======== DOCUMENT ========
Sufjan Stevens rages and despairs through The Ascension’s bloated protest bangers
Sufjan Stevens wants to love America. His early odes to Illinois and Michigan are as meticulously researched as they are intimately felt, the songwriter marveling at the geography, strife, and historical oddities of his childhood haunts. But you’ll find no such reverence on The Ascension, a bloated and often beautiful portrait of political and emotional anxiety that longs for nothing more than to break away from the systems that brought us to this current moment. “I have lost my patience” is one of the album’s first lyrics. “There’s no time for innocence,” he sings a few moments later. “Decatur,” this is not.
======== DATA ========
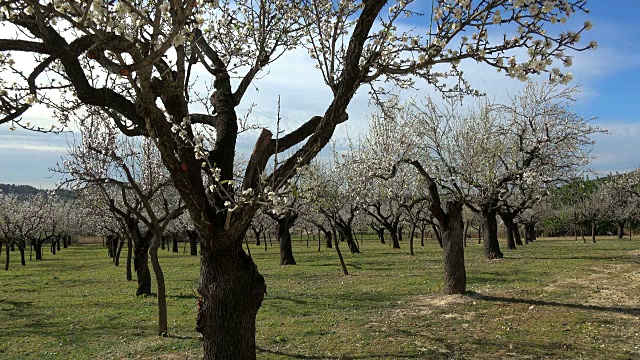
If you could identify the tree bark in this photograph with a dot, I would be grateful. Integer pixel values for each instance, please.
(490, 233)
(21, 245)
(411, 235)
(141, 266)
(508, 229)
(193, 242)
(162, 295)
(516, 234)
(621, 229)
(229, 303)
(380, 232)
(7, 256)
(120, 245)
(284, 237)
(337, 243)
(37, 248)
(455, 276)
(347, 232)
(436, 232)
(393, 232)
(529, 232)
(129, 255)
(175, 243)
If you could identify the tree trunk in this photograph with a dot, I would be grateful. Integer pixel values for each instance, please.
(256, 234)
(162, 295)
(507, 220)
(455, 276)
(175, 243)
(620, 229)
(437, 234)
(7, 256)
(231, 291)
(411, 235)
(120, 245)
(529, 233)
(284, 237)
(193, 242)
(347, 232)
(380, 233)
(141, 266)
(394, 237)
(516, 234)
(490, 234)
(335, 240)
(37, 248)
(21, 245)
(129, 254)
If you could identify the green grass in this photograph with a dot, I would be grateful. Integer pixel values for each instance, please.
(557, 299)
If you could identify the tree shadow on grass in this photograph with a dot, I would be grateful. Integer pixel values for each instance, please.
(614, 309)
(293, 300)
(345, 357)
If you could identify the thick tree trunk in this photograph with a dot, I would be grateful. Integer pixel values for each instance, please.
(455, 276)
(621, 229)
(162, 295)
(37, 248)
(141, 266)
(490, 234)
(284, 237)
(231, 291)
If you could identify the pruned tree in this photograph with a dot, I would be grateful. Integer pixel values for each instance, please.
(136, 60)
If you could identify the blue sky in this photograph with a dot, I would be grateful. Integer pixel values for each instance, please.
(609, 78)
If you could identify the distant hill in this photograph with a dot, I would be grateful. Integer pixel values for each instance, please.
(27, 190)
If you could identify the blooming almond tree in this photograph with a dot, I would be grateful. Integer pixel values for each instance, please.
(136, 59)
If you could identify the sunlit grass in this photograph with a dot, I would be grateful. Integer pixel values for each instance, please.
(551, 299)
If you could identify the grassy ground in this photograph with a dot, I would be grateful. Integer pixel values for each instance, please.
(555, 299)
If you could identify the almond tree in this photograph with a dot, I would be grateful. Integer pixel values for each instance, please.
(136, 58)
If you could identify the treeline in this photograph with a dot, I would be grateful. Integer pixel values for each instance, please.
(23, 191)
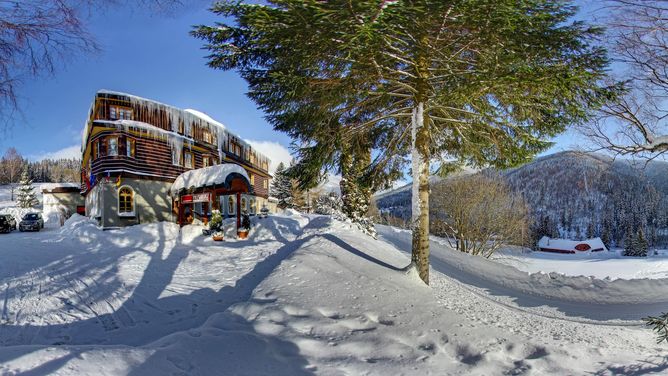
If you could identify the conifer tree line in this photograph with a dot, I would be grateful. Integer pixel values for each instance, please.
(13, 165)
(372, 84)
(287, 191)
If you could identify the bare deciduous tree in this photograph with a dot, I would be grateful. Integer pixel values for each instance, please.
(478, 214)
(10, 168)
(636, 123)
(35, 35)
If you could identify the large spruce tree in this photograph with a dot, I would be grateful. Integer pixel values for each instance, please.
(482, 82)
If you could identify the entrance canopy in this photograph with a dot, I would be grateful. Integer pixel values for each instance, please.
(218, 175)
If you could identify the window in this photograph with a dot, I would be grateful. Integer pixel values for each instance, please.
(102, 147)
(113, 146)
(126, 201)
(130, 147)
(120, 113)
(243, 204)
(231, 205)
(207, 137)
(188, 159)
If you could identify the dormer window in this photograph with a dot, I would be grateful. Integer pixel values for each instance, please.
(113, 146)
(120, 113)
(188, 159)
(207, 137)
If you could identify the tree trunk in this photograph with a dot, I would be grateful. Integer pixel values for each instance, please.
(420, 209)
(356, 197)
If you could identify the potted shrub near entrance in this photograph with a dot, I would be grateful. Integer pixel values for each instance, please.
(216, 226)
(242, 232)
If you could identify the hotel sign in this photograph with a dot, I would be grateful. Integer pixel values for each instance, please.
(199, 197)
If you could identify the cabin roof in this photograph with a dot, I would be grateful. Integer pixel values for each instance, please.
(570, 245)
(207, 176)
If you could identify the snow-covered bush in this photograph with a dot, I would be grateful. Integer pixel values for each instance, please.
(328, 204)
(635, 245)
(660, 325)
(26, 197)
(245, 222)
(216, 222)
(331, 204)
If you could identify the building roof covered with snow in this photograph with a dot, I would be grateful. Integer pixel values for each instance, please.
(207, 177)
(547, 244)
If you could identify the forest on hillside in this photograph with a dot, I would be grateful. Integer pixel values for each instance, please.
(575, 195)
(12, 164)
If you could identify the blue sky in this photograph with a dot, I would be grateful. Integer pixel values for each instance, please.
(152, 56)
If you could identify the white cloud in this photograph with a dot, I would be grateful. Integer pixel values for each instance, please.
(274, 151)
(73, 151)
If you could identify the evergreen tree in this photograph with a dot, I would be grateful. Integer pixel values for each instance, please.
(460, 71)
(590, 230)
(26, 197)
(281, 188)
(605, 233)
(641, 244)
(660, 325)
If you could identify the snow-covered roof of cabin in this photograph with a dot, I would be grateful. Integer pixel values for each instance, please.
(205, 117)
(50, 186)
(207, 176)
(196, 113)
(569, 245)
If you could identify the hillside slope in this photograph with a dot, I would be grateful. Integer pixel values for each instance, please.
(575, 190)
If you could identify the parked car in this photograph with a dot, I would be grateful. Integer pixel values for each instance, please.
(7, 223)
(31, 222)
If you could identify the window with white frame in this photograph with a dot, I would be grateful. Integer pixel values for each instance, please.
(243, 204)
(130, 147)
(126, 201)
(253, 207)
(231, 205)
(113, 146)
(188, 159)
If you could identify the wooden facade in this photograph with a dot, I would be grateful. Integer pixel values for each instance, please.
(137, 138)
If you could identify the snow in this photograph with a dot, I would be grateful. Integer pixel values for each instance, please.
(569, 245)
(206, 177)
(611, 265)
(205, 117)
(10, 207)
(303, 295)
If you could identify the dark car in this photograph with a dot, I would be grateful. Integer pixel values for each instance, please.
(31, 222)
(7, 223)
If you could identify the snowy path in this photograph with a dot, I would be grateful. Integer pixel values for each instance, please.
(114, 284)
(578, 299)
(303, 296)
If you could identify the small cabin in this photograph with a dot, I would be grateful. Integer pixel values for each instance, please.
========
→ **TASKS TO PERFORM**
- 1) In the review of Sufjan Stevens's The Ascension, which two states are named as the subjects of his early odes?
- 2) According to the review of The Ascension, what things did Sufjan Stevens marvel at about his childhood haunts in his early odes? List all of them.
- 3) Continue the review of Sufjan Stevens's The Ascension from its final sentence.

→ **ANSWERS PROVIDED**
- 1) Illinois and Michigan.

- 2) Geography, strife, and historical oddities.

- 3)
But for all of Stevens’ violent words about the album’s intentions—“Exterminate all bullshit,” he said in a press release—The Ascension is more weary than angry, with Stevens fighting against hopelessness while trying to cheer himself with kaleidoscopic arrangements as danceable as anything in his catalog. His vocals are hushed, his lyrics abstract and circuitous—evocative phrases turn inside out as they float through ambient passages, glitter bombs, and clanging squalls of industrial noise. If you thought 2010’s Age Of Adz was exhausting, buckle up: The Ascension spans 15 tracks, and there’s no “Futile Devices” or “Now That I’m Older” to offer you a breather. “Gilgamesh,” for example, starts as a hymn, ghostly and serene, before Stevens is swallowed up by whirring beats and 8-bit squeals.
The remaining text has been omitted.